▸ **Assigned task**:
With pictures removed, output every record below exactly as written.
**********
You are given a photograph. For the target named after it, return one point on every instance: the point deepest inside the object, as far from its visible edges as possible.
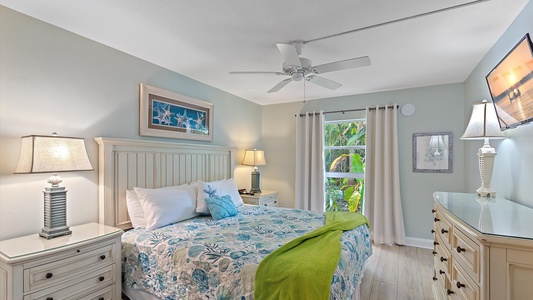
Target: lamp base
(256, 187)
(486, 156)
(55, 213)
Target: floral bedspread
(205, 259)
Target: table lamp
(53, 154)
(484, 125)
(254, 158)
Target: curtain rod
(349, 110)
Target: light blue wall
(52, 80)
(513, 167)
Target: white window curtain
(383, 205)
(309, 189)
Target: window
(344, 155)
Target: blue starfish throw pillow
(221, 207)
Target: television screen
(511, 86)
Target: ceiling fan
(301, 68)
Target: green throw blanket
(303, 268)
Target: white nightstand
(83, 265)
(265, 198)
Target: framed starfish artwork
(433, 152)
(171, 115)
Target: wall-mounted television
(511, 85)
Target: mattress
(205, 259)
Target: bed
(200, 257)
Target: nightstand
(265, 198)
(83, 265)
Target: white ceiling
(205, 39)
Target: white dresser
(83, 265)
(483, 248)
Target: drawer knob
(450, 292)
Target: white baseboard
(418, 242)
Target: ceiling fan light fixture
(297, 76)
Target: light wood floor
(398, 272)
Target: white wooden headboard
(124, 164)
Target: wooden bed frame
(124, 164)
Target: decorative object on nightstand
(53, 154)
(83, 265)
(484, 125)
(265, 198)
(254, 158)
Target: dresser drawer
(270, 202)
(86, 285)
(466, 253)
(462, 286)
(101, 294)
(79, 262)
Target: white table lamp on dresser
(484, 125)
(53, 154)
(254, 158)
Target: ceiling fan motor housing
(299, 72)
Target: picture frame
(433, 152)
(171, 115)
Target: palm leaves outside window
(344, 155)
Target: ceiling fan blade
(289, 54)
(255, 72)
(343, 65)
(280, 85)
(323, 82)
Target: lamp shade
(254, 158)
(51, 154)
(483, 123)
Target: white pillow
(135, 210)
(216, 189)
(167, 205)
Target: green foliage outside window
(345, 154)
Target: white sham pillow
(216, 189)
(135, 210)
(167, 205)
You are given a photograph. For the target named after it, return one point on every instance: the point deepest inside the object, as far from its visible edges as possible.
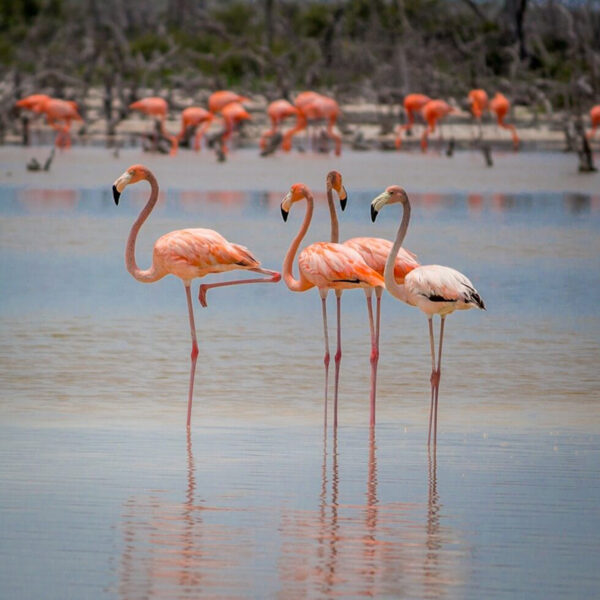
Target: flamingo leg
(275, 276)
(439, 373)
(323, 293)
(338, 353)
(194, 355)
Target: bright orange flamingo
(433, 289)
(313, 106)
(156, 107)
(277, 111)
(433, 111)
(187, 254)
(595, 117)
(413, 103)
(325, 265)
(220, 99)
(500, 105)
(233, 113)
(59, 114)
(197, 117)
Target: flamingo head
(392, 195)
(297, 192)
(334, 181)
(134, 174)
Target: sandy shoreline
(92, 167)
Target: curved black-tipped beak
(374, 213)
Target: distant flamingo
(156, 107)
(595, 117)
(431, 288)
(187, 254)
(220, 99)
(59, 114)
(433, 111)
(500, 105)
(197, 117)
(277, 111)
(413, 103)
(313, 106)
(325, 265)
(233, 113)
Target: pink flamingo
(197, 117)
(595, 117)
(413, 103)
(500, 105)
(187, 254)
(325, 265)
(277, 111)
(431, 288)
(156, 107)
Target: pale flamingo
(500, 105)
(413, 103)
(156, 107)
(433, 111)
(431, 288)
(595, 118)
(220, 99)
(313, 106)
(59, 114)
(277, 111)
(325, 265)
(187, 254)
(197, 117)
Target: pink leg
(338, 354)
(323, 293)
(275, 277)
(194, 355)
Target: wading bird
(434, 289)
(187, 254)
(156, 107)
(500, 105)
(325, 265)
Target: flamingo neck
(335, 230)
(151, 274)
(392, 286)
(297, 285)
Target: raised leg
(194, 355)
(274, 278)
(323, 293)
(338, 353)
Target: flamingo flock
(371, 264)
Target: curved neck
(335, 230)
(391, 285)
(297, 285)
(151, 274)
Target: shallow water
(103, 496)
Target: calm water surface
(103, 496)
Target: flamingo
(413, 103)
(312, 106)
(156, 107)
(431, 288)
(277, 111)
(595, 117)
(220, 99)
(325, 265)
(197, 117)
(187, 254)
(500, 105)
(433, 111)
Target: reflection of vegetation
(543, 51)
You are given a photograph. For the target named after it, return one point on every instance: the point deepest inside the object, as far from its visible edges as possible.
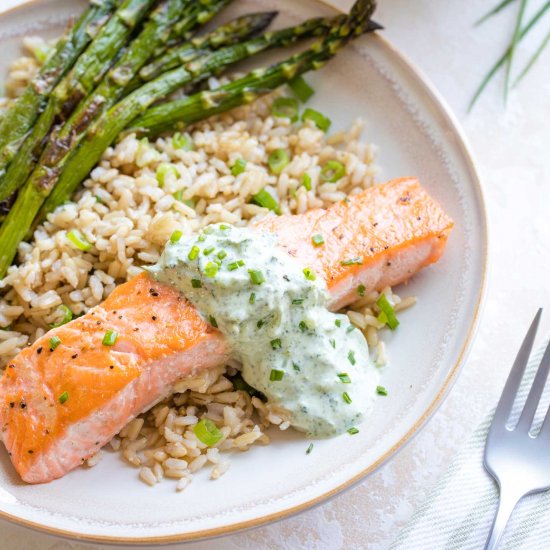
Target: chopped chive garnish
(264, 199)
(54, 342)
(277, 161)
(276, 344)
(332, 171)
(276, 375)
(353, 261)
(207, 432)
(386, 308)
(212, 321)
(302, 90)
(320, 120)
(110, 338)
(67, 316)
(176, 236)
(256, 276)
(318, 240)
(285, 107)
(182, 141)
(238, 167)
(164, 170)
(78, 240)
(211, 269)
(194, 253)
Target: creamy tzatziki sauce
(273, 311)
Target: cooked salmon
(68, 394)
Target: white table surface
(512, 148)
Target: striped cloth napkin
(459, 511)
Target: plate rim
(451, 121)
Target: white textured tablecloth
(512, 147)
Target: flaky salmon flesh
(68, 394)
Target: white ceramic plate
(416, 136)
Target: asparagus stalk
(18, 119)
(89, 69)
(233, 32)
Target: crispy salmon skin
(68, 394)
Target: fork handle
(507, 502)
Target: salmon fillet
(59, 404)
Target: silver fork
(519, 462)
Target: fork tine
(535, 393)
(511, 387)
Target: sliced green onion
(67, 316)
(318, 240)
(302, 90)
(389, 313)
(353, 261)
(54, 342)
(163, 171)
(309, 274)
(176, 236)
(182, 141)
(332, 171)
(110, 338)
(276, 344)
(264, 199)
(207, 432)
(256, 276)
(285, 107)
(238, 167)
(277, 161)
(78, 240)
(320, 120)
(211, 269)
(194, 253)
(276, 375)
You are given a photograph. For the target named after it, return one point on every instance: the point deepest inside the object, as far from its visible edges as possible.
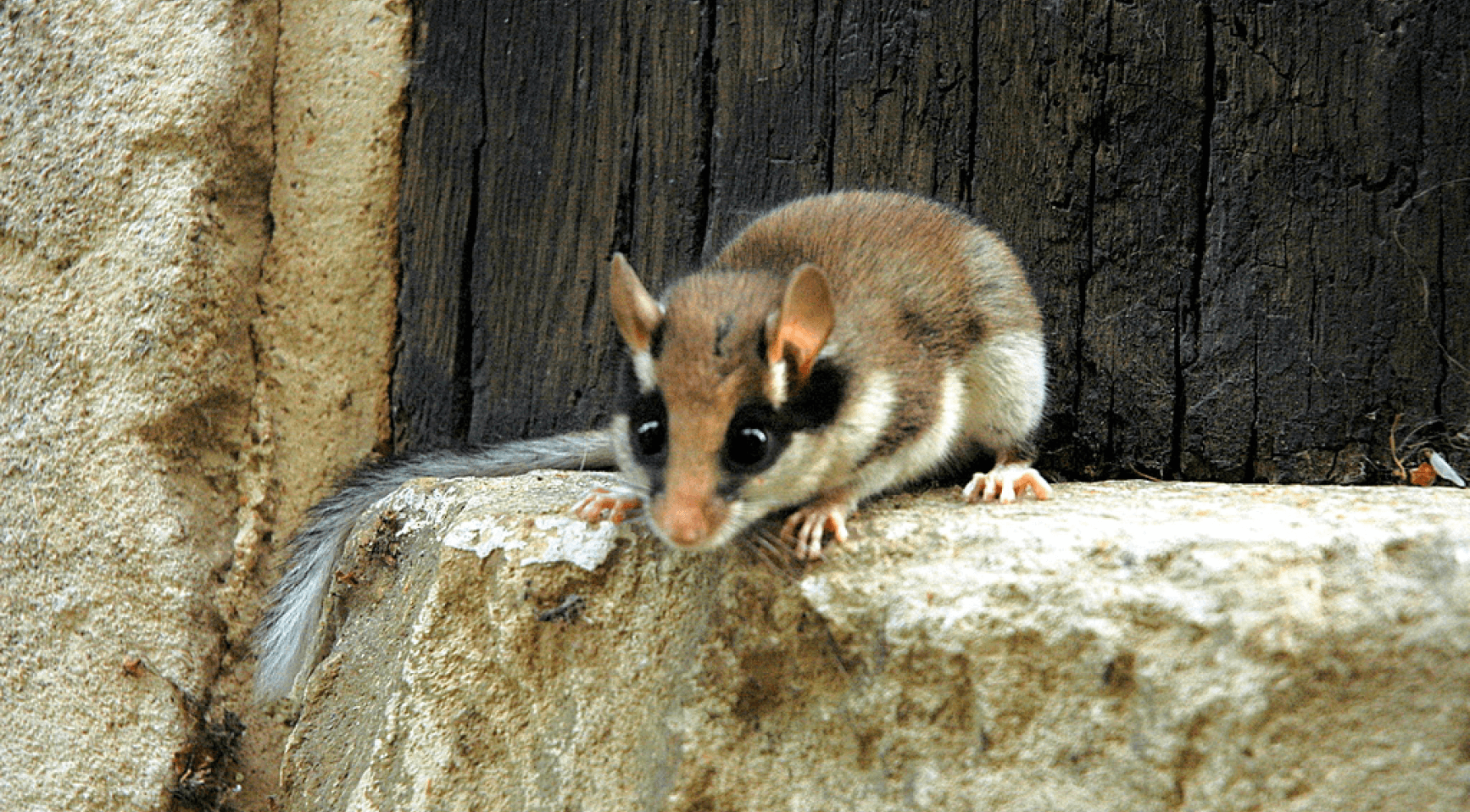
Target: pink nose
(682, 522)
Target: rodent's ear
(805, 321)
(635, 312)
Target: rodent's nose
(682, 522)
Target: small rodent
(839, 346)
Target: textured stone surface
(1127, 646)
(134, 162)
(171, 396)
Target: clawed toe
(602, 503)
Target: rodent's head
(727, 389)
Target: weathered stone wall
(196, 294)
(1127, 646)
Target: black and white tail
(294, 605)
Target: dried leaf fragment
(1445, 470)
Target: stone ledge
(1127, 646)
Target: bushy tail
(294, 605)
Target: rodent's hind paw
(1005, 483)
(602, 503)
(809, 526)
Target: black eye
(746, 448)
(647, 425)
(754, 439)
(649, 439)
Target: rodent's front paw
(602, 503)
(809, 526)
(1005, 483)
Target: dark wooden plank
(596, 115)
(442, 139)
(905, 97)
(1245, 222)
(1089, 149)
(1310, 334)
(772, 121)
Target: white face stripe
(777, 383)
(813, 464)
(643, 368)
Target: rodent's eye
(746, 448)
(647, 425)
(753, 440)
(650, 439)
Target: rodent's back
(900, 266)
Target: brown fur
(916, 287)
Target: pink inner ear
(635, 312)
(806, 320)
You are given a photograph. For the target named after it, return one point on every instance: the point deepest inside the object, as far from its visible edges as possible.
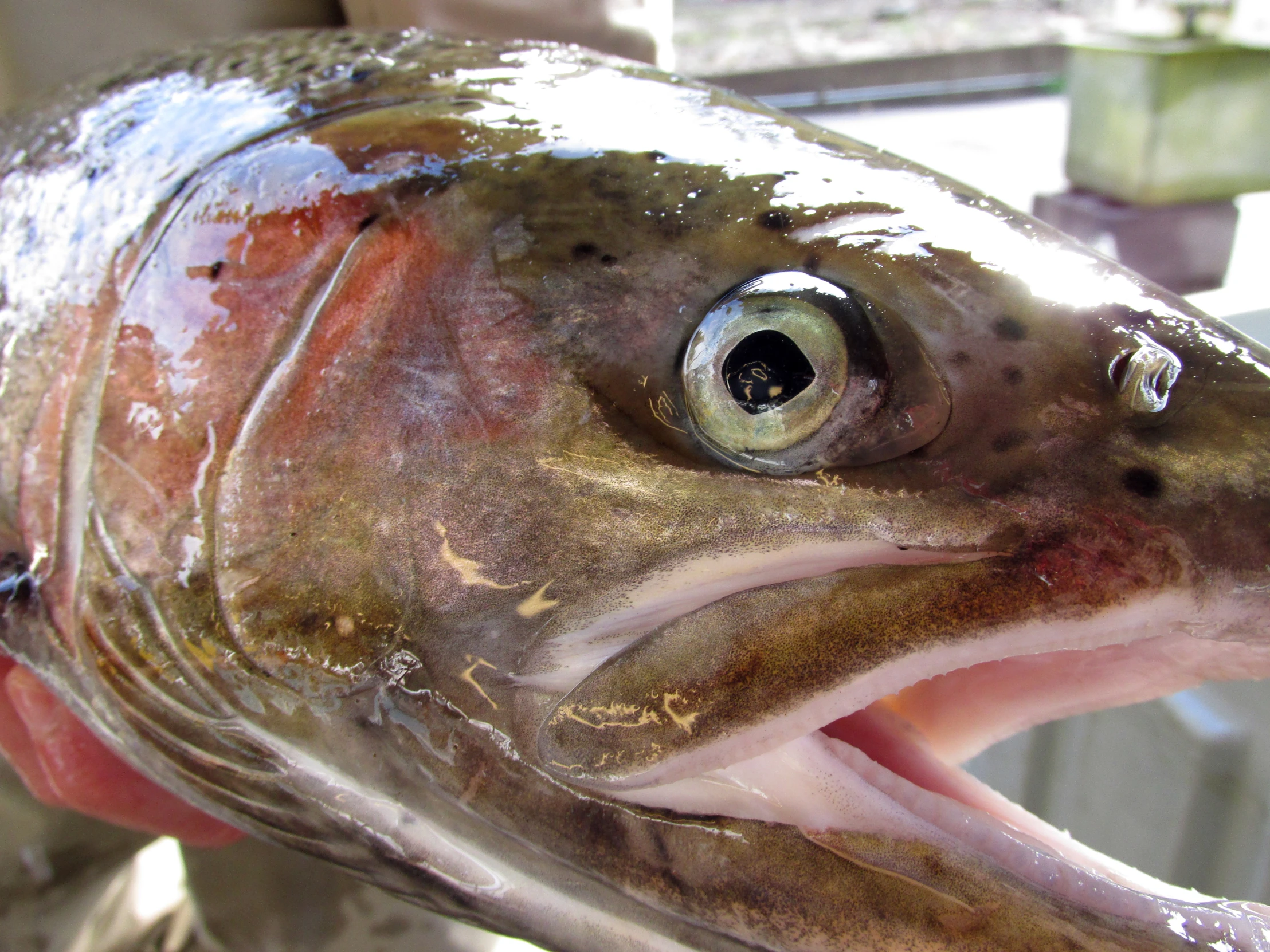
**********
▸ **Exercise answer**:
You are given a photograph. For the target named after it, return one point on every instance: the point deepest inside the object, as far from its visible edges as possible.
Target: lamp base
(256, 187)
(486, 156)
(55, 213)
Target: floral bedspread
(205, 259)
Target: table lamp
(53, 154)
(484, 125)
(254, 158)
Target: curtain rod
(349, 110)
Target: light blue wall
(52, 80)
(513, 167)
Target: white window curtain
(383, 205)
(309, 189)
Target: window
(344, 155)
Target: blue starfish throw pillow
(221, 207)
Target: television screen
(511, 86)
Target: ceiling fan
(301, 68)
Target: green throw blanket
(303, 268)
Target: white nightstand
(83, 265)
(265, 198)
Target: framed starfish artwork
(433, 152)
(171, 115)
Target: wall-mounted television
(511, 85)
Target: mattress
(205, 259)
Target: bed
(200, 257)
Target: nightstand
(265, 198)
(83, 265)
Target: white ceiling
(205, 39)
Target: white dresser
(83, 265)
(483, 248)
Target: drawer knob
(450, 292)
Target: white baseboard
(418, 242)
Target: ceiling fan light fixture
(297, 76)
Target: light wood floor
(398, 272)
Target: white wooden headboard
(124, 164)
Target: wooden bed frame
(124, 164)
Target: decorative object on nightstand
(53, 154)
(83, 265)
(484, 125)
(265, 198)
(254, 158)
Target: dresser drawer
(270, 202)
(86, 285)
(466, 253)
(462, 286)
(101, 294)
(79, 262)
Target: white table lamp on dresser
(484, 125)
(53, 154)
(254, 158)
Target: ceiling fan motor housing
(299, 72)
Target: picture frame
(433, 152)
(171, 115)
Target: palm leaves outside window
(344, 155)
Target: ceiling fan blade
(289, 54)
(255, 72)
(343, 65)
(280, 85)
(323, 82)
Target: lamp shade
(254, 158)
(51, 154)
(483, 123)
Target: white pillow
(135, 210)
(216, 189)
(167, 205)
Target: green foliage outside window
(345, 154)
Target: white sham pillow
(216, 189)
(135, 210)
(167, 205)
You are given a photograph. For the target named after it, return one point on every instance: the point deepest inside the object, as far from its visible edges as possible.
Target: flamingo leg
(275, 276)
(439, 373)
(323, 293)
(338, 353)
(194, 355)
Target: bright orange flamingo
(433, 289)
(313, 106)
(156, 107)
(277, 111)
(433, 111)
(187, 254)
(595, 117)
(413, 103)
(325, 265)
(220, 99)
(500, 105)
(233, 113)
(59, 114)
(197, 117)
Target: flamingo head
(392, 195)
(297, 192)
(334, 181)
(134, 174)
Target: sandy shoreline
(92, 167)
Target: curved black-tipped beak
(374, 213)
Target: distant flamingo
(156, 107)
(595, 117)
(431, 288)
(187, 254)
(220, 99)
(59, 114)
(433, 111)
(500, 105)
(197, 117)
(277, 111)
(413, 103)
(313, 106)
(325, 265)
(233, 113)
Target: pink flamingo
(197, 117)
(595, 117)
(413, 103)
(500, 105)
(187, 254)
(325, 265)
(277, 111)
(431, 288)
(156, 107)
Target: pale flamingo
(500, 105)
(413, 103)
(156, 107)
(433, 111)
(431, 288)
(595, 118)
(220, 99)
(313, 106)
(59, 114)
(277, 111)
(325, 265)
(187, 254)
(197, 117)
Target: pink leg
(338, 354)
(323, 293)
(275, 277)
(194, 355)
Target: wading bird
(434, 289)
(187, 254)
(156, 107)
(500, 105)
(325, 265)
Target: flamingo neck
(335, 230)
(151, 274)
(392, 286)
(297, 285)
Target: raised leg
(194, 355)
(274, 278)
(323, 293)
(338, 353)
Target: flamingo flock
(371, 264)
Target: curved neck
(335, 230)
(391, 285)
(297, 285)
(151, 274)
Target: shallow water
(103, 496)
Target: calm water surface
(103, 496)
Target: flamingo
(413, 103)
(312, 106)
(156, 107)
(431, 288)
(277, 111)
(595, 117)
(220, 99)
(325, 265)
(197, 117)
(187, 254)
(500, 105)
(433, 111)
Target: reflection of vegetation
(543, 51)
You are given a photograph. For the target named after it, return one point on every instance: the point deepest inside the object, as far from its visible edges as possible.
Target: chopped chive garnish
(264, 199)
(54, 342)
(277, 161)
(276, 344)
(332, 171)
(276, 375)
(353, 261)
(207, 432)
(386, 308)
(212, 321)
(302, 90)
(320, 120)
(110, 338)
(67, 316)
(176, 236)
(256, 276)
(318, 240)
(285, 107)
(182, 141)
(238, 167)
(164, 170)
(78, 240)
(211, 269)
(194, 253)
Target: creamy tzatziki sauce
(273, 311)
Target: cooked salmon
(68, 394)
Target: white table surface
(512, 148)
Target: striped cloth napkin
(459, 511)
Target: plate rim
(451, 121)
Target: white textured tablecloth
(512, 147)
Target: flaky salmon flesh
(68, 394)
Target: white ceramic plate
(416, 136)
Target: asparagus stalk
(18, 119)
(89, 69)
(233, 32)
Target: crispy salmon skin
(68, 394)
Target: fork handle
(507, 502)
Target: salmon fillet
(59, 404)
Target: silver fork
(519, 462)
Target: fork tine
(535, 393)
(511, 387)
Target: sliced green onion
(67, 316)
(318, 240)
(302, 90)
(389, 313)
(353, 261)
(54, 342)
(163, 171)
(309, 274)
(176, 236)
(182, 141)
(332, 171)
(110, 338)
(276, 344)
(264, 199)
(207, 432)
(256, 276)
(285, 107)
(238, 167)
(277, 161)
(78, 240)
(320, 120)
(211, 269)
(194, 253)
(276, 375)
You are given a photograph. For the target named after it, return one point on every instance: the point deepest inside the object, as far from its visible edges as possible.
Target: pink nose
(682, 522)
Target: rodent's ear
(805, 321)
(635, 312)
Target: rodent's nose
(682, 522)
Target: small rodent
(839, 346)
Target: textured stone surface
(1127, 646)
(134, 162)
(171, 396)
Target: clawed toe
(602, 503)
Target: rodent's head
(727, 389)
Target: weathered stone wall
(196, 294)
(1127, 646)
Target: black and white tail
(294, 605)
Target: dried leaf fragment
(1445, 470)
Target: stone ledge
(1127, 646)
Target: bushy tail
(294, 605)
Target: rodent's hind paw
(1005, 483)
(602, 503)
(809, 526)
Target: black eye
(746, 448)
(647, 425)
(754, 439)
(649, 439)
Target: rodent's front paw
(602, 503)
(809, 526)
(1005, 483)
Target: dark wooden plank
(596, 115)
(442, 139)
(905, 97)
(1245, 222)
(1089, 149)
(1310, 334)
(772, 121)
Target: white face stripe
(777, 383)
(813, 464)
(643, 368)
Target: rodent's eye
(746, 448)
(647, 425)
(753, 440)
(650, 439)
Target: rodent's back
(900, 266)
Target: brown fur
(916, 287)
Target: pink inner ear
(635, 312)
(806, 320)
You are given a photograph. For the target named after it, return one point on every instance: the point deepest inside the object, as far from its visible edges as possible.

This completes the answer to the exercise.